::: MATERIAL PROVIDED :::
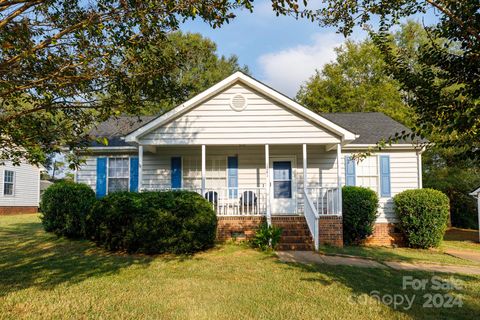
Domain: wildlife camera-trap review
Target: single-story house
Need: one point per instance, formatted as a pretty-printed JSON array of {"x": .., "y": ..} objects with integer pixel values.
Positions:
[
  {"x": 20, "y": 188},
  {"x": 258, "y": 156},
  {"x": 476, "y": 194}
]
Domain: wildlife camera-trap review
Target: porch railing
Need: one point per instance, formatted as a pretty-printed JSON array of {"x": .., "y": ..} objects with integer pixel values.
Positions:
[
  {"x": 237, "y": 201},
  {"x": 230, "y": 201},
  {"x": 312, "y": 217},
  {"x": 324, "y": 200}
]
:::
::: MATERIAL PROVIDED :::
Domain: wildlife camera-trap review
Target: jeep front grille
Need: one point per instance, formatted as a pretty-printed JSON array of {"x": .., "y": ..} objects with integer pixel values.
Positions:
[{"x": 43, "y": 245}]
:::
◆ WHAT IS REQUIRED
Identify every line in the two blocks above that contains the string "Target", and copy each one out in full.

◆ TASK ANSWER
Target: single-story house
Target: porch railing
Target: jeep front grille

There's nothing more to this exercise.